Document text:
Q: Is this a family oriented site?
A: Noooooo! This site is for "older" people to cuss and discuss and rant. Small children and big babies are not allowed.

Q: What is a FAQ.
A: this thing. DUH! Ok, ok, it's an acronym for "Frequently Asked Questions." Actually, it's a misnomer; this page is actually a "Frequently Asked Questions And Some Answers" but "FAQASA" sounds pretty lame.

Q: Is there any useful information in this FAQ?
A: Yes, sorry, we're just warming up. Just a few more painful ones, then we'll get serious.

Q: What is an acronym?
A: a series of letters put together. Damn, kid, where'd you go to school? Some examples of acronyms are IBM, which means "Irish Business Machines", IRS means "Idiotic Revenue Sharing", and DSL, a high speed internet term which was originally thought to mean "Digital Subscriber Line" but actually means " Download Something Large."

Q: Who are you people?
A: we're just a bunch of old farts and old hags that are Older, Wiser, and Pissed. We're pissed at our choices in politics, morals, business, parenting, taxes, public education, kids, music, cars ... damn near everything. And we're here to cuss and discuss all of the above, and more.

Q: Are you people for real?
A: The jury is still out on this one. We are here, and here to stay, if that's what you mean. We are your everyday, run of the mill, middle aged folks with something to say.

Q: Are all of you so opinionated?
A: Absolutely! You know what they say about opinions, but the bottom line is if you can rant and expound on what is wrong with the world today, why not do it? Why sit back and let the world revolve around you all the while bitching about it but not saying anything?

Q: Do I have to join to submit comments and post on the forums?
A: Yes you have to be logged on. Come on, join us, it's fun! And if not fun, at least we will piss a few people off with our opinions.

Q: Who can submit stories and content?
A: As long as you're logged on, you can comment on anything. Just click on the add new comment link.

You can also start your own blog (weblog) at anytime by following content/create content/blog entry or by going here.

If you'd like to become a Regular Contributor, posting "front page" articles, contact OldGuy via this form.

Q: Do I need to monitor my responses?

[Point annotations for photographs]
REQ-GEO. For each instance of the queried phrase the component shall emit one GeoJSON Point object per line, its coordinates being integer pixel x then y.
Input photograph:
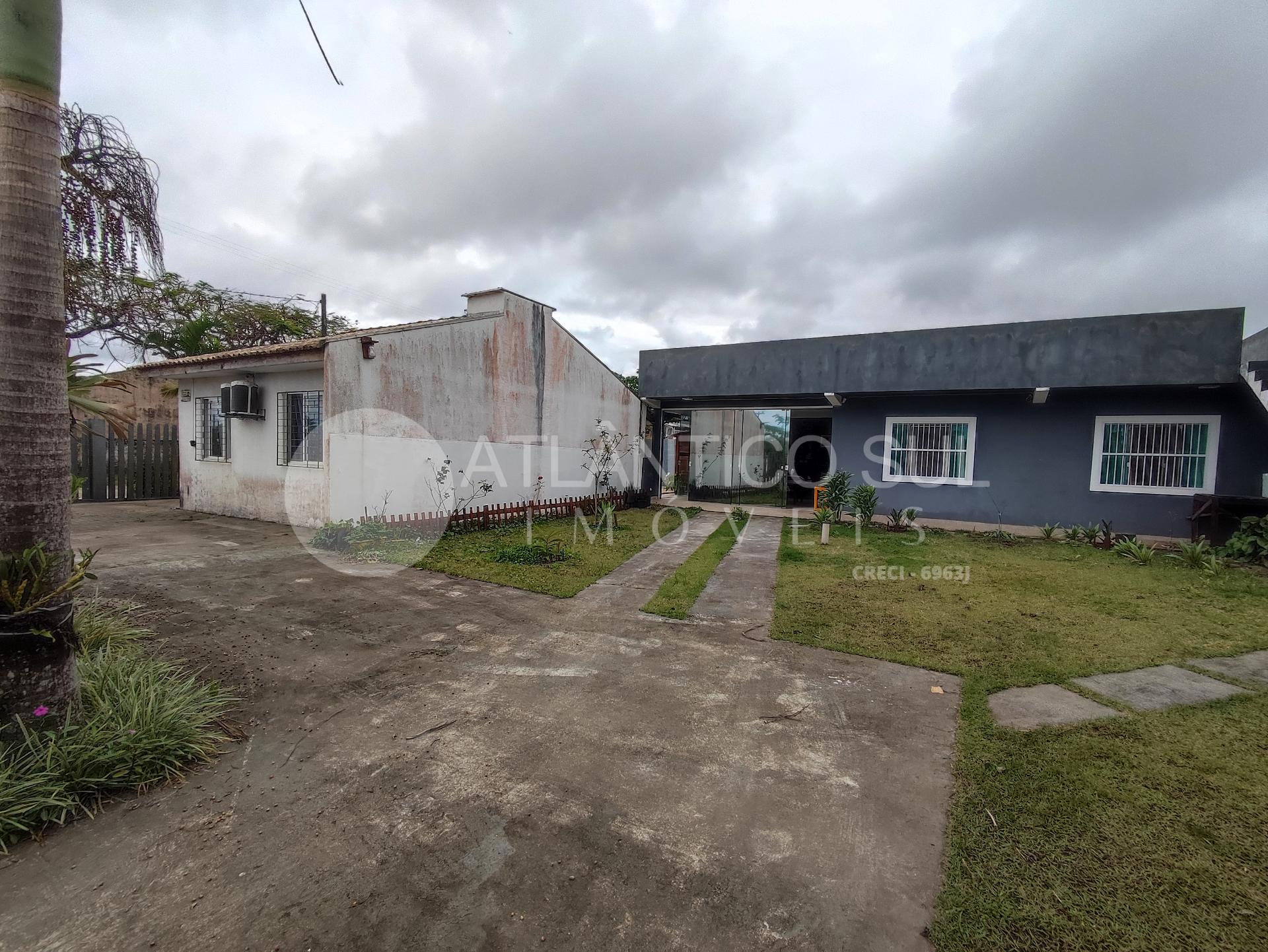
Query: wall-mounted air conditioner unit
{"type": "Point", "coordinates": [241, 399]}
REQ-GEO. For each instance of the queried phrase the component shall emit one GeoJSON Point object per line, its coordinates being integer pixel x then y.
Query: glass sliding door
{"type": "Point", "coordinates": [740, 457]}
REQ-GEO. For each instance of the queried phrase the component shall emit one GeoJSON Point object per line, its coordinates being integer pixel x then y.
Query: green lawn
{"type": "Point", "coordinates": [1141, 833]}
{"type": "Point", "coordinates": [472, 555]}
{"type": "Point", "coordinates": [679, 592]}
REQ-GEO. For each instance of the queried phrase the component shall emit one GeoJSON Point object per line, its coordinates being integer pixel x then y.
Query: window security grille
{"type": "Point", "coordinates": [1156, 454]}
{"type": "Point", "coordinates": [930, 450]}
{"type": "Point", "coordinates": [300, 428]}
{"type": "Point", "coordinates": [211, 431]}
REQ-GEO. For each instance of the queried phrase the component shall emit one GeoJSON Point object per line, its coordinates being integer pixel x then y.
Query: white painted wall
{"type": "Point", "coordinates": [505, 396]}
{"type": "Point", "coordinates": [467, 390]}
{"type": "Point", "coordinates": [250, 485]}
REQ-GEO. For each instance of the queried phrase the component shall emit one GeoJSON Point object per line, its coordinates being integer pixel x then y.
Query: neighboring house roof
{"type": "Point", "coordinates": [314, 344]}
{"type": "Point", "coordinates": [1180, 348]}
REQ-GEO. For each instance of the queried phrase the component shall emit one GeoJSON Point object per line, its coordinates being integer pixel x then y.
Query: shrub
{"type": "Point", "coordinates": [1196, 555]}
{"type": "Point", "coordinates": [139, 722]}
{"type": "Point", "coordinates": [536, 553]}
{"type": "Point", "coordinates": [334, 535]}
{"type": "Point", "coordinates": [368, 535]}
{"type": "Point", "coordinates": [1135, 552]}
{"type": "Point", "coordinates": [836, 491]}
{"type": "Point", "coordinates": [1250, 543]}
{"type": "Point", "coordinates": [864, 501]}
{"type": "Point", "coordinates": [27, 578]}
{"type": "Point", "coordinates": [901, 519]}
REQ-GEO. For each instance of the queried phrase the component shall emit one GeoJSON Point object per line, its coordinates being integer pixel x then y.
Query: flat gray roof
{"type": "Point", "coordinates": [1176, 348]}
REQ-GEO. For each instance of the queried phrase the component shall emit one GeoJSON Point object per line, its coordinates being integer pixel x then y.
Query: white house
{"type": "Point", "coordinates": [330, 428]}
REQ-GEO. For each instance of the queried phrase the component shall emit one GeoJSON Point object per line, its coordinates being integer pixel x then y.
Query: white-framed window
{"type": "Point", "coordinates": [300, 417]}
{"type": "Point", "coordinates": [211, 431]}
{"type": "Point", "coordinates": [930, 450]}
{"type": "Point", "coordinates": [1163, 456]}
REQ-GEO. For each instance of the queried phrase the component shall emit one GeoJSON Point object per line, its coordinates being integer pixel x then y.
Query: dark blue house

Tasks to carry out:
(a) Answer these questions from the FAQ:
(i) What phrase does "FAQASA" abbreviate?
(ii) According to the FAQ, what does DSL actually mean?
(iii) Whom should a reader contact to become a Regular Contributor?
(b) Pick out each line of the listing that contains the string "wall", and copy those lines verbatim.
The FAQ text and the listing are independent material with no connection to each other.

List of solutions:
(a)
(i) "Frequently Asked Questions And Some Answers"
(ii) "Download Something Large."
(iii) OldGuy, via a form

(b)
Query: wall-mounted air conditioner unit
Query: white painted wall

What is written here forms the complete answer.